[BEGIN]

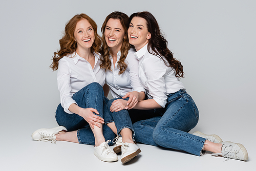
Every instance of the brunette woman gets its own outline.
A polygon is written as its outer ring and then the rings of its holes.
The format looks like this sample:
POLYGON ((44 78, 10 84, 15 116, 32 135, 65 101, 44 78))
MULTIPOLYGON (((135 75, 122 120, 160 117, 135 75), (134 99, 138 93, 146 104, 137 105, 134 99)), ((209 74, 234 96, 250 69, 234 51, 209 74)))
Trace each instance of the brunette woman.
POLYGON ((247 160, 247 152, 241 144, 222 142, 216 135, 188 133, 197 124, 199 113, 180 81, 179 78, 184 76, 182 65, 174 58, 151 13, 133 13, 129 23, 129 42, 136 50, 138 75, 148 98, 139 102, 136 108, 155 109, 161 115, 134 124, 136 141, 197 156, 204 150, 215 153, 214 155, 247 160))

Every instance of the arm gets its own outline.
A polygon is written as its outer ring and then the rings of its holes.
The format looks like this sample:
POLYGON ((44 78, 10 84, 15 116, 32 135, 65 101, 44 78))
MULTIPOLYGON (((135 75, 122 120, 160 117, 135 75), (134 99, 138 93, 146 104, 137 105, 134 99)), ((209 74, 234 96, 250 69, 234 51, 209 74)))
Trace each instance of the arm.
MULTIPOLYGON (((72 98, 72 87, 70 83, 71 73, 69 62, 65 59, 62 58, 59 61, 59 68, 57 76, 61 106, 65 112, 69 114, 75 113, 82 117, 90 125, 94 124, 99 126, 99 125, 96 122, 102 123, 103 119, 93 113, 94 112, 98 114, 97 110, 92 108, 80 108, 72 98)), ((94 127, 93 125, 92 127, 94 127)))
POLYGON ((98 123, 104 123, 103 118, 93 113, 95 112, 97 114, 99 114, 95 109, 91 108, 84 109, 78 106, 75 103, 72 103, 69 106, 69 110, 70 112, 82 117, 92 128, 94 128, 94 125, 100 127, 100 125, 98 123))
POLYGON ((142 101, 145 98, 145 93, 143 92, 139 93, 137 91, 133 91, 126 93, 124 96, 122 97, 122 98, 127 97, 129 97, 128 101, 124 99, 117 99, 114 101, 110 106, 110 111, 111 112, 118 112, 123 109, 129 110, 134 108, 137 104, 139 100, 142 101))
POLYGON ((105 84, 103 86, 103 91, 104 91, 104 95, 105 97, 108 97, 110 92, 110 87, 107 84, 105 84))
POLYGON ((131 86, 133 91, 127 93, 122 97, 124 99, 129 97, 125 109, 133 108, 138 102, 145 99, 145 90, 140 84, 138 76, 139 61, 134 55, 134 52, 135 52, 130 50, 126 57, 129 63, 127 69, 129 71, 131 86))
POLYGON ((151 99, 139 102, 134 108, 140 110, 150 110, 162 108, 156 101, 156 100, 151 99))

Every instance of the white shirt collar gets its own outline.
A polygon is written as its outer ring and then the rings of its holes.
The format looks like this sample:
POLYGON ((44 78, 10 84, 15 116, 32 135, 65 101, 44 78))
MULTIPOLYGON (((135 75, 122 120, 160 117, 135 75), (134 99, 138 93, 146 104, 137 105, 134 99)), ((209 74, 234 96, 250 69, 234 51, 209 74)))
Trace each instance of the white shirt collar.
MULTIPOLYGON (((96 53, 95 52, 93 52, 93 54, 95 58, 97 58, 99 60, 100 59, 100 56, 98 54, 96 53)), ((83 60, 86 60, 84 58, 83 58, 82 57, 80 57, 78 54, 75 51, 71 55, 70 57, 72 57, 73 60, 74 60, 74 62, 75 62, 75 64, 77 63, 79 59, 83 60)))
POLYGON ((143 46, 142 48, 140 49, 139 50, 134 53, 134 55, 137 57, 139 60, 141 59, 141 58, 144 56, 144 55, 145 55, 146 52, 147 51, 147 45, 148 45, 148 44, 146 44, 146 45, 143 46))
MULTIPOLYGON (((109 50, 110 52, 110 49, 109 49, 109 50)), ((121 50, 120 50, 118 52, 117 52, 116 55, 117 56, 117 58, 121 56, 121 50)), ((111 55, 110 55, 110 58, 113 58, 113 56, 111 55)))

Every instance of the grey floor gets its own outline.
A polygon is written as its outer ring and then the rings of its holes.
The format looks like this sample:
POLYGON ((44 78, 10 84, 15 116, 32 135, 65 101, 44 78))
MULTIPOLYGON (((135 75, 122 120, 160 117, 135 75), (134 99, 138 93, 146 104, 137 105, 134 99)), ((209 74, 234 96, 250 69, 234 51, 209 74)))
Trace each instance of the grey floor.
POLYGON ((2 1, 0 171, 256 170, 255 6, 253 0, 2 1), (85 13, 101 35, 112 12, 144 10, 183 65, 181 81, 200 113, 191 132, 243 144, 247 161, 138 144, 142 153, 122 165, 100 161, 93 146, 32 140, 34 131, 57 125, 56 72, 49 66, 66 22, 85 13))
MULTIPOLYGON (((17 111, 18 112, 18 111, 17 111)), ((20 112, 22 115, 23 113, 20 112)), ((99 160, 93 155, 92 145, 68 142, 33 141, 31 134, 37 129, 57 125, 54 117, 39 120, 36 123, 26 120, 12 120, 9 116, 2 120, 1 133, 1 170, 255 170, 256 158, 255 133, 252 127, 239 125, 236 119, 230 119, 223 125, 207 126, 200 122, 193 130, 200 130, 207 134, 215 133, 222 139, 243 143, 249 154, 249 160, 242 161, 229 159, 224 162, 222 157, 211 157, 206 153, 198 157, 182 152, 138 144, 142 153, 125 165, 119 161, 108 163, 99 160), (236 126, 234 125, 236 125, 236 126), (238 127, 238 126, 241 126, 238 127), (232 126, 234 126, 231 129, 232 126), (246 128, 247 127, 247 128, 246 128)), ((40 119, 37 117, 38 119, 40 119)), ((113 148, 113 146, 111 147, 113 148)))

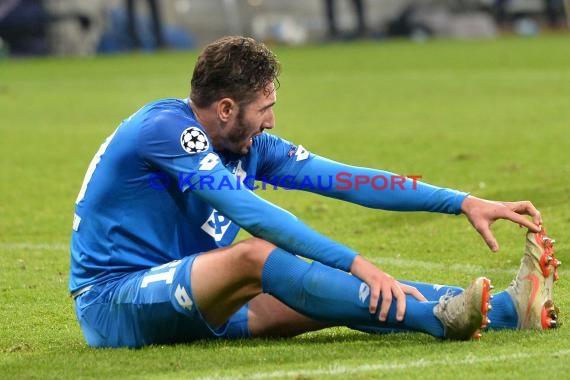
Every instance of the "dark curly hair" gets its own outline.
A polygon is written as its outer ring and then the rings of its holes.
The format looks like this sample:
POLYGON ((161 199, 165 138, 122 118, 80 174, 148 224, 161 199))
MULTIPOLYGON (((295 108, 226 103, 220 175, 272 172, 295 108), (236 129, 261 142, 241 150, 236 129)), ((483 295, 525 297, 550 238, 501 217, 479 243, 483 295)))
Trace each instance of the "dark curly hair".
POLYGON ((206 46, 198 57, 190 99, 198 107, 225 97, 248 104, 269 83, 278 86, 280 70, 277 57, 263 43, 248 37, 223 37, 206 46))

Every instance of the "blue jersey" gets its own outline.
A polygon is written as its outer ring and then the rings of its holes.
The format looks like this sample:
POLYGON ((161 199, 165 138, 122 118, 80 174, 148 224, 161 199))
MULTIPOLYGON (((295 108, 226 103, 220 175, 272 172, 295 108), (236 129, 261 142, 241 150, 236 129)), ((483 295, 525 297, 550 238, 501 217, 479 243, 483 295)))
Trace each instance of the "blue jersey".
POLYGON ((386 174, 323 159, 266 133, 248 154, 224 154, 187 100, 150 103, 107 138, 89 165, 76 200, 70 291, 228 246, 240 227, 291 253, 350 269, 356 252, 255 195, 256 179, 394 210, 457 213, 465 197, 421 183, 415 192, 347 189, 346 173, 386 174), (316 186, 319 173, 331 179, 326 187, 316 186))

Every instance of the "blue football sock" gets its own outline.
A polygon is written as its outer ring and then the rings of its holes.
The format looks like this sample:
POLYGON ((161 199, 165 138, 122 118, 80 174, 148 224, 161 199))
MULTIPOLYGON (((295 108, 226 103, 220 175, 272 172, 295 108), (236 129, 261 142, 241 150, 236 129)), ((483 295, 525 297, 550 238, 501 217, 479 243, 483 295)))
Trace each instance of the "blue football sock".
MULTIPOLYGON (((410 285, 415 287, 423 294, 424 297, 427 298, 428 301, 439 301, 439 299, 447 295, 448 292, 456 296, 458 294, 463 293, 463 288, 457 286, 449 286, 449 285, 438 285, 438 284, 429 284, 427 282, 416 282, 416 281, 409 281, 409 280, 398 280, 402 284, 410 285)), ((409 302, 410 299, 414 299, 411 296, 407 296, 406 300, 409 302)), ((413 331, 411 329, 405 328, 389 328, 389 327, 373 327, 373 326, 349 326, 351 329, 363 331, 371 334, 390 334, 390 333, 398 333, 398 332, 406 332, 406 331, 413 331)))
POLYGON ((443 337, 443 326, 433 314, 437 302, 419 302, 408 296, 402 322, 396 320, 396 302, 390 307, 387 321, 380 322, 380 307, 376 315, 368 311, 370 290, 364 282, 321 263, 307 263, 279 248, 269 255, 263 267, 262 287, 264 292, 317 320, 422 331, 443 337))
POLYGON ((515 304, 507 291, 502 291, 493 295, 491 300, 491 310, 489 311, 489 329, 516 329, 517 310, 515 304))

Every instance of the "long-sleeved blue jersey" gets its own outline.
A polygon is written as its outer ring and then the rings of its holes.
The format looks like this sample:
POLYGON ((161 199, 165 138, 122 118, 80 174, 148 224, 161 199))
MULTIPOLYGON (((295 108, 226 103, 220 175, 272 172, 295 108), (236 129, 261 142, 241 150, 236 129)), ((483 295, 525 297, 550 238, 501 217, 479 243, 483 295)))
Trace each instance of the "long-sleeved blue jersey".
POLYGON ((350 182, 391 176, 266 133, 246 155, 218 152, 188 100, 150 103, 121 123, 89 165, 73 220, 70 291, 228 246, 240 227, 291 253, 350 269, 356 252, 255 195, 256 179, 373 208, 460 212, 466 194, 455 190, 411 180, 381 190, 383 182, 350 182))

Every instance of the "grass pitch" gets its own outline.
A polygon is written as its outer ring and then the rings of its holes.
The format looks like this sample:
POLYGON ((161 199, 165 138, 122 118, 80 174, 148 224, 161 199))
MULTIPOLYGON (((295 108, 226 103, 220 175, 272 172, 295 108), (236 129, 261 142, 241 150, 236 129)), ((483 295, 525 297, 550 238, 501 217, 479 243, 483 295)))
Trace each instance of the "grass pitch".
MULTIPOLYGON (((499 200, 530 199, 558 239, 570 222, 568 37, 277 48, 277 128, 309 150, 499 200)), ((287 340, 88 348, 67 293, 73 205, 92 155, 144 103, 185 97, 196 53, 0 62, 0 377, 537 378, 570 370, 568 325, 480 342, 345 328, 287 340)), ((507 286, 524 231, 493 254, 462 216, 376 211, 292 191, 263 196, 405 279, 507 286)), ((246 235, 243 234, 242 237, 246 235)), ((555 288, 570 310, 569 271, 555 288)))

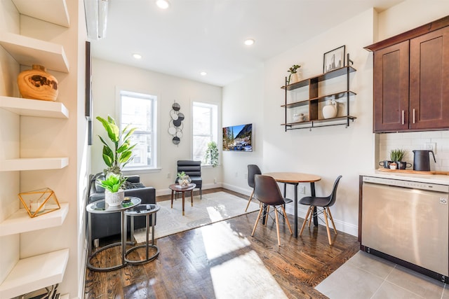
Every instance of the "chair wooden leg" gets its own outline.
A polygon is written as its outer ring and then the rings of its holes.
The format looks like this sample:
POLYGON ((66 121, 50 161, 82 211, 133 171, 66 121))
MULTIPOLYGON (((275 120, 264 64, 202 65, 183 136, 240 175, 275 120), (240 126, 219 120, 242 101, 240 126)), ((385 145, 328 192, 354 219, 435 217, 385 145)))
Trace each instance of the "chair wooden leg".
POLYGON ((274 218, 276 218, 276 232, 278 234, 278 246, 281 246, 281 237, 279 237, 279 217, 278 216, 278 212, 276 211, 276 207, 274 207, 274 218))
POLYGON ((332 223, 332 226, 334 228, 334 232, 335 232, 335 235, 337 235, 337 229, 335 229, 335 224, 334 223, 334 218, 332 218, 332 214, 330 214, 330 209, 329 209, 329 207, 328 207, 327 209, 328 213, 329 214, 329 218, 330 218, 330 222, 332 223))
POLYGON ((310 228, 310 223, 311 223, 311 218, 314 217, 314 206, 310 206, 310 218, 309 218, 309 227, 310 228))
POLYGON ((257 227, 257 223, 259 222, 259 219, 260 219, 260 215, 262 215, 262 211, 264 208, 262 207, 260 207, 259 210, 259 214, 257 214, 257 218, 255 219, 255 223, 254 223, 254 228, 253 228, 253 232, 251 232, 251 237, 254 235, 254 232, 255 232, 255 228, 257 227))
POLYGON ((300 231, 300 235, 302 235, 302 231, 304 230, 304 228, 306 226, 306 223, 307 223, 307 218, 309 218, 309 214, 310 214, 310 210, 311 209, 311 207, 309 206, 309 209, 307 209, 307 213, 306 214, 306 217, 304 218, 304 222, 302 223, 302 226, 301 226, 301 230, 300 231))
POLYGON ((268 223, 269 214, 269 206, 267 204, 267 214, 265 214, 265 226, 267 226, 267 223, 268 223))
POLYGON ((251 192, 251 195, 250 195, 250 199, 248 201, 248 204, 246 204, 246 209, 245 209, 245 211, 248 210, 248 207, 250 206, 250 202, 251 202, 251 200, 253 199, 253 194, 254 194, 254 189, 253 189, 253 192, 251 192))
POLYGON ((328 231, 328 239, 329 239, 329 245, 332 245, 332 239, 330 239, 330 230, 329 230, 329 223, 328 223, 328 213, 326 208, 323 211, 324 213, 324 221, 326 221, 326 229, 328 231))
POLYGON ((288 218, 287 218, 287 213, 286 213, 286 209, 283 208, 283 206, 281 206, 281 208, 282 209, 282 213, 283 214, 283 218, 284 218, 284 219, 286 219, 286 221, 287 222, 287 226, 288 226, 288 230, 290 230, 290 235, 293 235, 293 231, 292 230, 292 227, 290 226, 290 221, 288 221, 288 218))

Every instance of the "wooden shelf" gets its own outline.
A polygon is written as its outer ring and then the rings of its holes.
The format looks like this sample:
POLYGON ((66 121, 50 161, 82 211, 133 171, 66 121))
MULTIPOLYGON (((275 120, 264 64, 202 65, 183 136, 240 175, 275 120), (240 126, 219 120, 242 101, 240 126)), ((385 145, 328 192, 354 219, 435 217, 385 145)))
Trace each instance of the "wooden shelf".
POLYGON ((40 64, 47 69, 69 72, 69 62, 61 45, 9 32, 0 33, 0 45, 20 64, 40 64))
POLYGON ((311 81, 314 82, 321 82, 325 80, 332 79, 333 78, 340 77, 340 76, 346 75, 347 74, 348 70, 349 73, 352 73, 356 71, 356 69, 351 66, 343 67, 340 69, 333 69, 332 71, 328 71, 327 73, 321 74, 318 76, 315 76, 314 77, 308 78, 307 79, 301 80, 300 81, 295 82, 292 84, 289 84, 288 85, 282 86, 281 88, 286 89, 287 90, 293 90, 297 88, 300 88, 304 86, 307 86, 310 85, 311 81))
POLYGON ((0 298, 10 298, 62 281, 69 249, 19 260, 0 284, 0 298))
POLYGON ((312 127, 321 127, 333 125, 346 125, 347 127, 349 120, 354 121, 356 118, 357 118, 352 116, 338 116, 333 118, 282 123, 281 125, 288 127, 287 130, 310 129, 312 127))
POLYGON ((0 108, 23 116, 69 118, 62 103, 0 96, 0 108))
POLYGON ((60 204, 61 209, 34 218, 31 218, 25 209, 19 209, 0 223, 0 237, 61 225, 69 212, 69 204, 60 204))
POLYGON ((1 161, 0 172, 60 169, 69 165, 67 157, 21 158, 1 161))
POLYGON ((29 0, 12 0, 21 15, 69 27, 70 20, 65 0, 45 0, 39 5, 30 4, 29 0))

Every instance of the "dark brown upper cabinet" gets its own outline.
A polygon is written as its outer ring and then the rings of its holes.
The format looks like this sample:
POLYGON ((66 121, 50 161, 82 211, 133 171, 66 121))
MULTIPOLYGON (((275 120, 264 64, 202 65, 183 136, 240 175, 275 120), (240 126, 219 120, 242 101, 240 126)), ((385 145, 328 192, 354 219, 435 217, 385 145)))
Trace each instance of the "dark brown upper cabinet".
POLYGON ((374 53, 374 132, 449 128, 449 16, 365 48, 374 53))

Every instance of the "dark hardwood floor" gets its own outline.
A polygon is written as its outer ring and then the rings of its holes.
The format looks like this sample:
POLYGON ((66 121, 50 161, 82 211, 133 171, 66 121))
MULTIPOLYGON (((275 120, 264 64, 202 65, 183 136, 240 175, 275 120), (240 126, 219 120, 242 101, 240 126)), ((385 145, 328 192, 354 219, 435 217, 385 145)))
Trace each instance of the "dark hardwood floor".
MULTIPOLYGON (((218 190, 248 199, 222 188, 203 193, 218 190)), ((256 217, 253 212, 159 239, 159 257, 142 265, 108 272, 88 269, 84 298, 279 298, 276 292, 281 292, 288 298, 326 298, 314 286, 358 251, 357 237, 341 232, 336 236, 332 232, 330 246, 321 225, 295 239, 282 220, 278 246, 274 221, 266 228, 260 223, 251 237, 256 217)), ((293 225, 293 216, 288 218, 293 225)), ((298 219, 298 226, 302 221, 298 219)), ((119 246, 105 250, 93 263, 116 263, 119 251, 119 246)), ((133 254, 140 253, 145 254, 133 254)))

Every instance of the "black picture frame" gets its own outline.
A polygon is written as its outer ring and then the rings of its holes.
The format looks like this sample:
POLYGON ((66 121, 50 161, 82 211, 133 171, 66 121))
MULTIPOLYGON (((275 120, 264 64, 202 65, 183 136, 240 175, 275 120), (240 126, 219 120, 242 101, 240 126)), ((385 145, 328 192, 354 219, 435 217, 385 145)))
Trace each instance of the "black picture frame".
POLYGON ((323 73, 344 67, 346 46, 342 46, 324 53, 323 58, 323 73))
POLYGON ((92 120, 92 55, 91 54, 91 42, 86 42, 86 104, 85 116, 88 120, 92 120))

[END]

Express everything from the start of the listing down to the line containing "Trace each instance of the brunette woman." as a JSON list of strings, one string per line, skipping blank lines and leaving out the pictures.

_FINAL ANSWER_
[
  "Every instance of the brunette woman gets its own outline.",
  "A polygon is written as its outer ring and then the rings of its holes.",
  "The format looks like this sample:",
  "POLYGON ((44 78, 10 84, 15 116, 32 135, 65 101, 44 78))",
  "MULTIPOLYGON (((135 75, 122 120, 160 117, 135 75), (134 99, 138 93, 146 104, 137 105, 134 99)), ((209 74, 234 96, 250 69, 234 51, 209 74)))",
  "Trace each instance of the brunette woman."
]